__本文抜粋__.
EU復興基金についてのメモ

新型コロナ危機で、統合経済の運営(財政制約やユーロ圏制約での金融政策の自律性喪失など)が大きく問題化していたEUは次世代EUプログラムによって経済復興を成し遂げようとし、それは17日から21日までの長期の協議で妥結をみた。「EU復興基金」に関わる報道や分析などを以下、備忘録的に列挙。

 

欧州連合EU)に求められる経済政策の全体像は、このIMFブログの記事が展望にいい。

www.imf.org

 

今回のEU復興基金をめぐる「倹約国」側とドイツ、フランス、そして高債務国(イタリア、スペイン)などの攻防戦については、BBCの記事が総括してて便利。

www.bbc.com

市場・各国の反応。一部はBBCのニュースにもあり。

イタリアに対する市場の反応

www.bloomberg.co.jp

ギリシャ政府の評価。

www.reuters.com

EU復興基金の評価については、以下のいくつかの論説を参照。

詳細な合意内容を解説しているものとしては、以下。

__依頼内容 1__. EU復興基金のメモでは、次世代EUプログラムをめぐる協議は何日から何日までとされているか。
__依頼内容 2__. EU復興基金のメモを、最後の文の後から書き継いでください。

__保存データ__.
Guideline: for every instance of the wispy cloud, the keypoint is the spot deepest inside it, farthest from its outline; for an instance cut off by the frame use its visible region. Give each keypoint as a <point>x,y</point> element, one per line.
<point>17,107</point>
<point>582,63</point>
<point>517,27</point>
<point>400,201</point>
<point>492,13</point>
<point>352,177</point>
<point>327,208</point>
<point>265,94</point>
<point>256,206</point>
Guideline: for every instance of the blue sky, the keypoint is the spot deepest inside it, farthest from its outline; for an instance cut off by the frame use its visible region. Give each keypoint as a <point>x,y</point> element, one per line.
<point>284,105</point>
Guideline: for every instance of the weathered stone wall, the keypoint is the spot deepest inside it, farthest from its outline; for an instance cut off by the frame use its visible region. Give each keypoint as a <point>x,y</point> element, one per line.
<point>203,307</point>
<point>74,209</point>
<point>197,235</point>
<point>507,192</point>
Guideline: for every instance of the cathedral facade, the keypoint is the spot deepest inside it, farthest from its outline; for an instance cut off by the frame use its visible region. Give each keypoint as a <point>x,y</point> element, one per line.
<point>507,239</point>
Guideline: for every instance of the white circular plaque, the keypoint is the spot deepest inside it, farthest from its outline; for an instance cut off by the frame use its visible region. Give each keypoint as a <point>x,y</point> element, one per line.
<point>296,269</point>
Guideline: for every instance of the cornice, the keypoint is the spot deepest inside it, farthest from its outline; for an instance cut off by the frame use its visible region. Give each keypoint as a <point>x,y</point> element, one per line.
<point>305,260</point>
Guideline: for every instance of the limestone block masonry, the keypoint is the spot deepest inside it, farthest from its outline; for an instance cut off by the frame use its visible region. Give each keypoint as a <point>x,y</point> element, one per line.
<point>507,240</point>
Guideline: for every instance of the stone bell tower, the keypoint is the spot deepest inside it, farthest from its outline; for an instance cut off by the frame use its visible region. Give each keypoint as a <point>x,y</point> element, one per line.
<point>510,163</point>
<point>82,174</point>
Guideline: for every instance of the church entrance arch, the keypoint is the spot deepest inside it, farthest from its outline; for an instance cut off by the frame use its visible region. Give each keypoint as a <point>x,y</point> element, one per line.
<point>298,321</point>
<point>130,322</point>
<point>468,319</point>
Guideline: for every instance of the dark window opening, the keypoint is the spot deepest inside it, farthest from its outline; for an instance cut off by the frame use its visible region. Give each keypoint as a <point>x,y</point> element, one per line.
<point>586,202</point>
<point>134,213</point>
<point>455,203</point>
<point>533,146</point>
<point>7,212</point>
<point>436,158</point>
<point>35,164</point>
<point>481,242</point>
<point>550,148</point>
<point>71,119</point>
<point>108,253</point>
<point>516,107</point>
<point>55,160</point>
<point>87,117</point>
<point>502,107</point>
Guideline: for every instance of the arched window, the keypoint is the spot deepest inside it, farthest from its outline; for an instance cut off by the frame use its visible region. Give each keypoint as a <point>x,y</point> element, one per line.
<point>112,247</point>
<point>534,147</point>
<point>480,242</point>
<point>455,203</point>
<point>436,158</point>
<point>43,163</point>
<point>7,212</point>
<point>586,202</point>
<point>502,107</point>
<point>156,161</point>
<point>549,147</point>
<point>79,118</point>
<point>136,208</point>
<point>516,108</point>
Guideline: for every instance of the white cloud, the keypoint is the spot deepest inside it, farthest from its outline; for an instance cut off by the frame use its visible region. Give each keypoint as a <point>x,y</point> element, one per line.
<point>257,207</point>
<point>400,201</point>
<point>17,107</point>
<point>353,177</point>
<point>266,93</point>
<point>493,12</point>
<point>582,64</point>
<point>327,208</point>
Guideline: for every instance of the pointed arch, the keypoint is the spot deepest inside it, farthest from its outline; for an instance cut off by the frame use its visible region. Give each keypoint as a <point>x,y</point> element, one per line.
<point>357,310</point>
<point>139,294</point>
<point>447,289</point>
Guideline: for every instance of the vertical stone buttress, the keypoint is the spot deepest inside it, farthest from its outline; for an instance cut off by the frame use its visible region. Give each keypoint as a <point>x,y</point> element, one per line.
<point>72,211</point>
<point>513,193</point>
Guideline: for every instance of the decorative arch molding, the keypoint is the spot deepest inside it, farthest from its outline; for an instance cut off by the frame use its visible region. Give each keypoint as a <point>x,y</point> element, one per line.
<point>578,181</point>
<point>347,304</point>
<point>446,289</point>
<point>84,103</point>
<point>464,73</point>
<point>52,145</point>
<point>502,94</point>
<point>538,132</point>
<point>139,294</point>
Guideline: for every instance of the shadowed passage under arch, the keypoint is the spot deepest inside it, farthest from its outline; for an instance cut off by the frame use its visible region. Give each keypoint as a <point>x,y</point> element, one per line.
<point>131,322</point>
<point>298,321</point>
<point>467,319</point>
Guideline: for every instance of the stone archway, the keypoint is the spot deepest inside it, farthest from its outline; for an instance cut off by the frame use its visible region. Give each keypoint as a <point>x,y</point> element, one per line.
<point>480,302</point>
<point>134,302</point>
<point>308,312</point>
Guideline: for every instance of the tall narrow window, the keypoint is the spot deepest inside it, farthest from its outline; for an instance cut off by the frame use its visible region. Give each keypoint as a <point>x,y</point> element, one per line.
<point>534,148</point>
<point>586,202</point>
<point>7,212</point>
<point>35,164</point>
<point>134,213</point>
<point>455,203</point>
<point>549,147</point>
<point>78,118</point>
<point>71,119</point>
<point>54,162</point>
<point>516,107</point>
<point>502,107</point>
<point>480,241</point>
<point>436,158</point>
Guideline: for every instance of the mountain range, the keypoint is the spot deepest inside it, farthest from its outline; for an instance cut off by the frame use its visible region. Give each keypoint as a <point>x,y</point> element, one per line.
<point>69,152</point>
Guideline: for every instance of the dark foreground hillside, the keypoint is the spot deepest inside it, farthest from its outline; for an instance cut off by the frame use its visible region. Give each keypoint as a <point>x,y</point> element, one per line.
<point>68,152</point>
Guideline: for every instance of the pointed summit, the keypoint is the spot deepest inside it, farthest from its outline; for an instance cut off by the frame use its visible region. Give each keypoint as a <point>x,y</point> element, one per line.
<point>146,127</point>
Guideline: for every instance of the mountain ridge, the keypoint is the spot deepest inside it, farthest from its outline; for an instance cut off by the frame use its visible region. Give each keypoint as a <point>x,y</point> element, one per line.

__出力結果 1__. 17日から21日まで。

__出力結果 2__.
http://group.dai-ichi-life.co.jp/dlri/pdf/macro/2020/tanaka200721europe.pdf

エコノミストの記事は、EU復興資金をリードしたメルケル独首相とマクロン仏大統領を称賛。米国の「ハミルトニアン・モーメント」になぞらえてもいる(EUの財政的統一への端緒との評価)。

www.economist.com

高橋洋一さんの評価は辛口。日本への援用もあり。

www.j-cast.com

ギリシャの左派勢力、例えばヤニス・バルファキス氏はこの「第四次支援」に批判的で、プライマリーバランス赤字の対GDP比が現状で10%を、対GDP比2%の黒字相当分の「債務」で解消せよ、といっているのと同じで、やがて第五次支援は自明で、それゆえ我々は闘うと反論してる。

www.yanisvaroufakis.eu

こちらは(ギリシャではないが)市場主義的な観点からの反論としては、EU復興債はグリーンな投資だとか一種の産業政策であり、それは縁故主義を生み出すだろう、と批判。

www.econlib.org

なおEUとはそもそも何かの解説としては以下がおすすめ。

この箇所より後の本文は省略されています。